[Object pointing dataset rows]
⟨

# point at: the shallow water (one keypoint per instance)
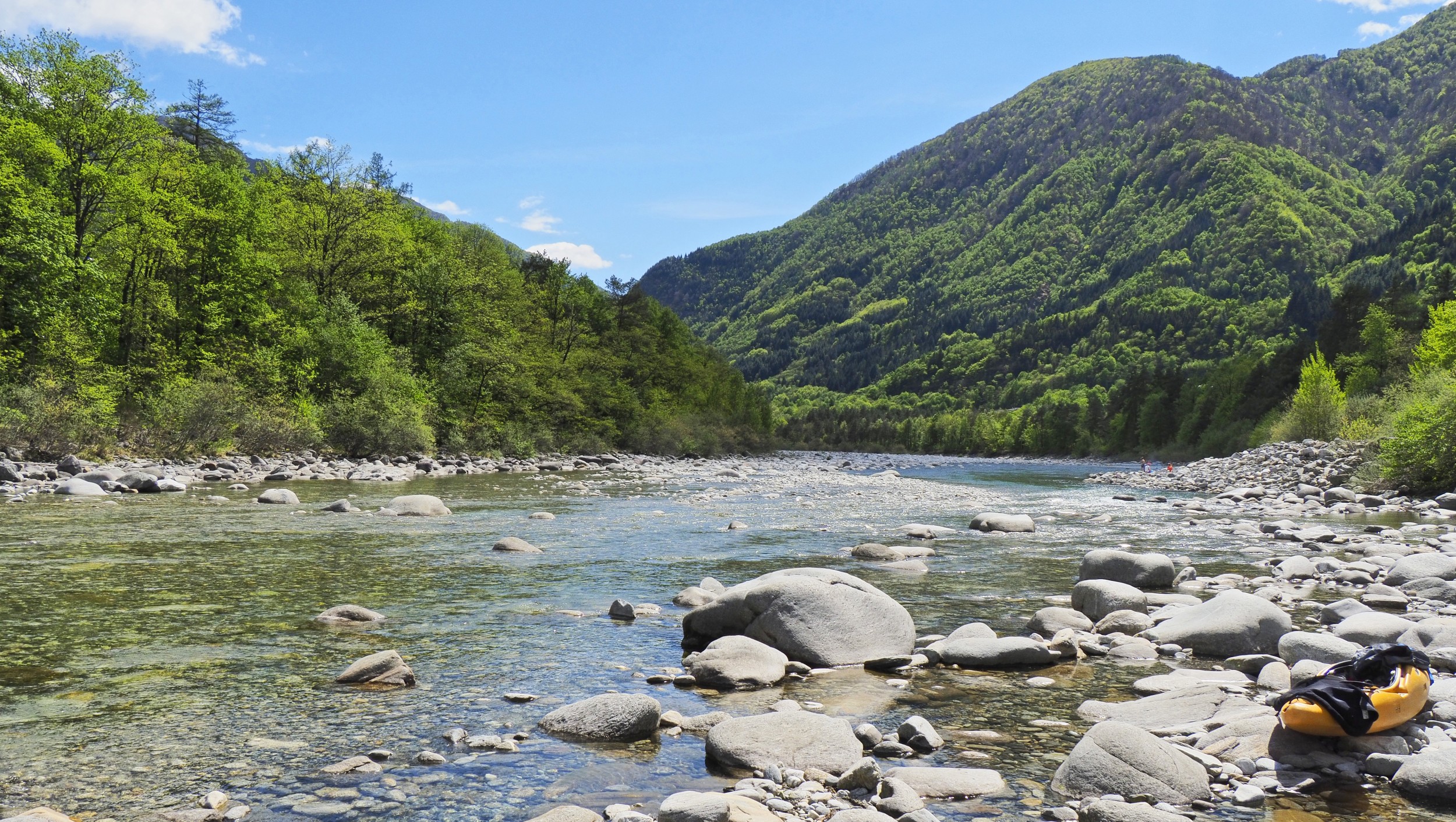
(162, 646)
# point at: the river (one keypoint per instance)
(161, 646)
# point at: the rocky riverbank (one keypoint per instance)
(1200, 741)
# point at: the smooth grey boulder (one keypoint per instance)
(606, 718)
(348, 614)
(383, 668)
(418, 505)
(994, 654)
(737, 664)
(1110, 811)
(1231, 625)
(794, 739)
(1137, 570)
(877, 553)
(1430, 773)
(1341, 608)
(1419, 566)
(948, 783)
(77, 487)
(694, 806)
(1321, 648)
(1052, 620)
(514, 545)
(692, 597)
(1126, 760)
(1432, 633)
(1373, 627)
(568, 814)
(1100, 598)
(1011, 524)
(1125, 623)
(278, 498)
(814, 615)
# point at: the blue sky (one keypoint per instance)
(621, 133)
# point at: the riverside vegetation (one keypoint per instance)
(162, 294)
(1130, 256)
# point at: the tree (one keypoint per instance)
(1318, 407)
(203, 121)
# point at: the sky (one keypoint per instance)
(616, 135)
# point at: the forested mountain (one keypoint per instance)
(1129, 254)
(164, 294)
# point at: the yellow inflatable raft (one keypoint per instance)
(1397, 704)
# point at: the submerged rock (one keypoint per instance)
(814, 615)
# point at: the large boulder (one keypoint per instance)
(383, 668)
(606, 718)
(1100, 598)
(1372, 627)
(1139, 570)
(796, 739)
(1321, 648)
(692, 806)
(1419, 566)
(1430, 773)
(948, 783)
(992, 652)
(77, 487)
(737, 662)
(1126, 760)
(1052, 620)
(278, 498)
(1231, 625)
(1011, 524)
(418, 505)
(814, 615)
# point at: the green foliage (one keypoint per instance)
(156, 295)
(1318, 407)
(1155, 234)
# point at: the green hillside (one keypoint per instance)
(1130, 254)
(162, 294)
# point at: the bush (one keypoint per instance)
(1422, 451)
(1318, 408)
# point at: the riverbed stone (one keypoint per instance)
(383, 668)
(1009, 524)
(1122, 759)
(278, 498)
(1373, 627)
(568, 814)
(1232, 623)
(1419, 566)
(820, 617)
(948, 783)
(514, 545)
(1321, 648)
(1137, 570)
(1052, 620)
(694, 806)
(348, 615)
(418, 505)
(1432, 773)
(606, 718)
(737, 664)
(1100, 598)
(796, 739)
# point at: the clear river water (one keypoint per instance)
(156, 648)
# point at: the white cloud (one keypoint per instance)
(1376, 6)
(580, 256)
(193, 27)
(271, 149)
(444, 207)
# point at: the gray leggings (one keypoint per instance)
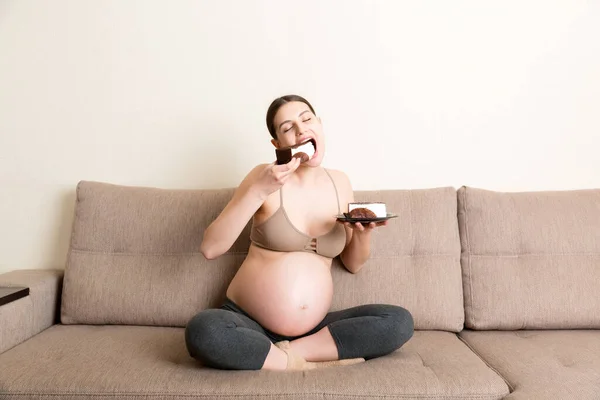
(228, 338)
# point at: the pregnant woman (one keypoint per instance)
(276, 313)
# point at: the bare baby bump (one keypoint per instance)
(287, 293)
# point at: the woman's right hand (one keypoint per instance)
(274, 176)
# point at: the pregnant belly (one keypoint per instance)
(287, 293)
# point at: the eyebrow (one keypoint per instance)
(286, 121)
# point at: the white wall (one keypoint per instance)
(500, 95)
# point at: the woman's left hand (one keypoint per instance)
(358, 227)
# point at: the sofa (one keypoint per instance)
(504, 289)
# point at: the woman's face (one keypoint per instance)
(294, 124)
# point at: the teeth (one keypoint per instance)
(307, 148)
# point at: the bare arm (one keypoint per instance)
(247, 199)
(225, 229)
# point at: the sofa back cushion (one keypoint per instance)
(134, 257)
(530, 260)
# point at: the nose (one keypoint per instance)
(302, 129)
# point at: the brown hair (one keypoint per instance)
(276, 104)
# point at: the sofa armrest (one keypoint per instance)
(28, 316)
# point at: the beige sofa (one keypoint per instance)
(503, 287)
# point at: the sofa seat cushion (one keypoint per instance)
(109, 361)
(543, 364)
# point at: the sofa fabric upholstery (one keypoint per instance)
(560, 364)
(134, 257)
(108, 362)
(530, 260)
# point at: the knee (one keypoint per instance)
(202, 333)
(401, 326)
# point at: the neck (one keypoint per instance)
(305, 173)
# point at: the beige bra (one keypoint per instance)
(279, 234)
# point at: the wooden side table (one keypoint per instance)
(9, 294)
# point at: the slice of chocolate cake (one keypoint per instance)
(377, 208)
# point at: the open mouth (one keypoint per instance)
(305, 150)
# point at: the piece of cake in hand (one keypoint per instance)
(362, 213)
(304, 151)
(376, 209)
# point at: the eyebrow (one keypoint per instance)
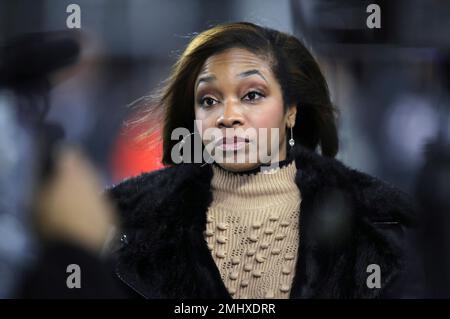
(211, 78)
(208, 78)
(251, 72)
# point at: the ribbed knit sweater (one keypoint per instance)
(252, 230)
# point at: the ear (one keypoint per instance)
(290, 115)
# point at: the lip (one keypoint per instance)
(232, 144)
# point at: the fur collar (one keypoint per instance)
(348, 220)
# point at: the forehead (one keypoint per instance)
(234, 60)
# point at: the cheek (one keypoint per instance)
(271, 115)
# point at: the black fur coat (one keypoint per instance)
(348, 221)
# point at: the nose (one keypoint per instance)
(231, 116)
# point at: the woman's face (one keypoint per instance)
(237, 95)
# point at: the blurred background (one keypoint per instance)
(390, 84)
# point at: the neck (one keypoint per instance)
(251, 189)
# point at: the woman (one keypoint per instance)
(222, 227)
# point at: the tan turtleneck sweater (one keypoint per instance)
(252, 231)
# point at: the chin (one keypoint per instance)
(238, 167)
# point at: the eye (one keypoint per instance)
(207, 101)
(253, 96)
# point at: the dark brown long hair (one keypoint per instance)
(301, 80)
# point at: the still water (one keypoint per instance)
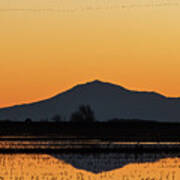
(88, 166)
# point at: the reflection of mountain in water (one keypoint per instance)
(100, 162)
(41, 167)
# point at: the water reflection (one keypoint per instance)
(47, 167)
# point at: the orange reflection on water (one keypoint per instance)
(46, 167)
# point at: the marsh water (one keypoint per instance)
(88, 164)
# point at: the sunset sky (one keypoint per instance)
(48, 46)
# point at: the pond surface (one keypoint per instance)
(81, 165)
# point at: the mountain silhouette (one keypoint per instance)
(107, 100)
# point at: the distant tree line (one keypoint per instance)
(84, 114)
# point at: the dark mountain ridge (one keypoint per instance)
(107, 100)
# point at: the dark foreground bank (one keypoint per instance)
(124, 131)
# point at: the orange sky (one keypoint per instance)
(45, 52)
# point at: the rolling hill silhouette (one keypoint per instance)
(107, 100)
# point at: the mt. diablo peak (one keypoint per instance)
(107, 100)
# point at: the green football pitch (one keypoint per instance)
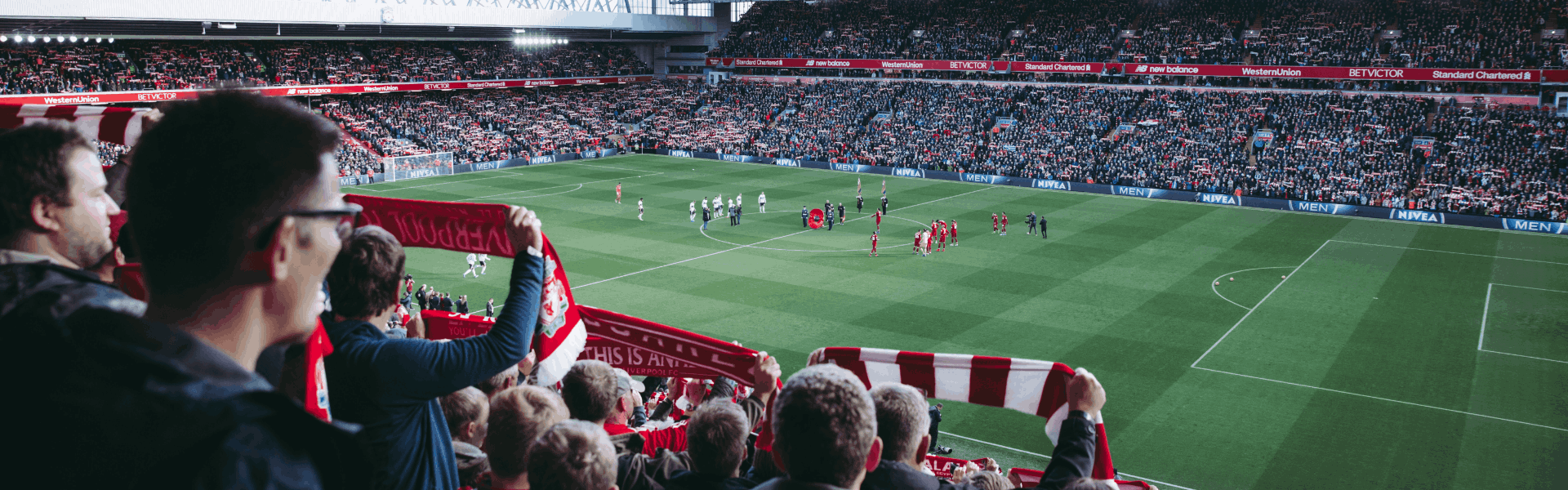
(1392, 355)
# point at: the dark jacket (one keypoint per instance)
(154, 408)
(697, 481)
(391, 387)
(52, 292)
(1073, 457)
(899, 476)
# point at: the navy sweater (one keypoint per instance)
(391, 387)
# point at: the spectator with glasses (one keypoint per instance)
(172, 401)
(392, 387)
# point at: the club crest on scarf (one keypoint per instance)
(552, 302)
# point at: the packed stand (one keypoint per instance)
(172, 65)
(220, 376)
(1196, 32)
(1508, 161)
(479, 126)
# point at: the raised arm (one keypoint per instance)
(430, 369)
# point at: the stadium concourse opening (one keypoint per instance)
(1254, 245)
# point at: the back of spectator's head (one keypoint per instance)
(987, 479)
(902, 421)
(279, 229)
(499, 382)
(590, 390)
(518, 416)
(717, 439)
(52, 197)
(466, 412)
(1089, 484)
(572, 456)
(825, 428)
(364, 277)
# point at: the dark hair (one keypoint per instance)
(33, 163)
(572, 456)
(518, 416)
(823, 425)
(717, 437)
(364, 277)
(194, 228)
(590, 391)
(901, 420)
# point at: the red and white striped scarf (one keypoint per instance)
(1026, 385)
(114, 124)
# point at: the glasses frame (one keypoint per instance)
(345, 222)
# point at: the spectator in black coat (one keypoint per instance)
(44, 255)
(392, 385)
(231, 270)
(901, 425)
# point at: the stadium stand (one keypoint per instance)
(172, 65)
(1203, 32)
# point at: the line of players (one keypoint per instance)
(937, 238)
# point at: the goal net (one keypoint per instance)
(417, 167)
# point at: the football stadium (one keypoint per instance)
(1206, 244)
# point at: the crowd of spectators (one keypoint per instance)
(482, 126)
(1327, 146)
(1435, 33)
(172, 65)
(206, 377)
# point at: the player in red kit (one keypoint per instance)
(941, 238)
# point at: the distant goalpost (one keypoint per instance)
(417, 167)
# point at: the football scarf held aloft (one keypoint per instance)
(639, 346)
(110, 124)
(1026, 385)
(482, 228)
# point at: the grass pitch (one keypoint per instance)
(1394, 355)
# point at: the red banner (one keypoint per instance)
(938, 65)
(458, 226)
(306, 90)
(1338, 73)
(453, 326)
(942, 467)
(693, 355)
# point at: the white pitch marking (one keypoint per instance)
(1377, 398)
(1217, 289)
(1259, 304)
(1452, 252)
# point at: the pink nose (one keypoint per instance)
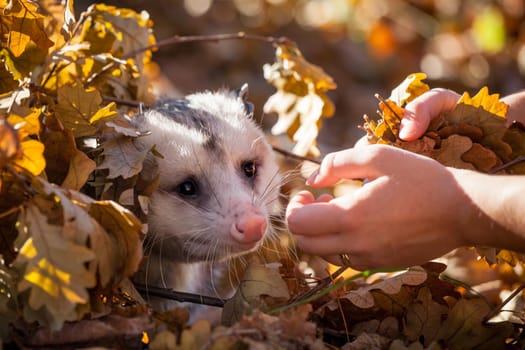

⟩

:: What is asked ::
Could you rewrite the lines from the one containing "# point at: the white pitch" through the end of the records, swapping "pink nose" for "wet nose" and keeping everything else the same? Leave the pictures out of your answer.

:: Result of the exercise ::
# point at: the white pitch marking (one keypoint per instance)
(1377, 398)
(1217, 289)
(1259, 304)
(1452, 252)
# point at: the wet nose (one keypoint per instance)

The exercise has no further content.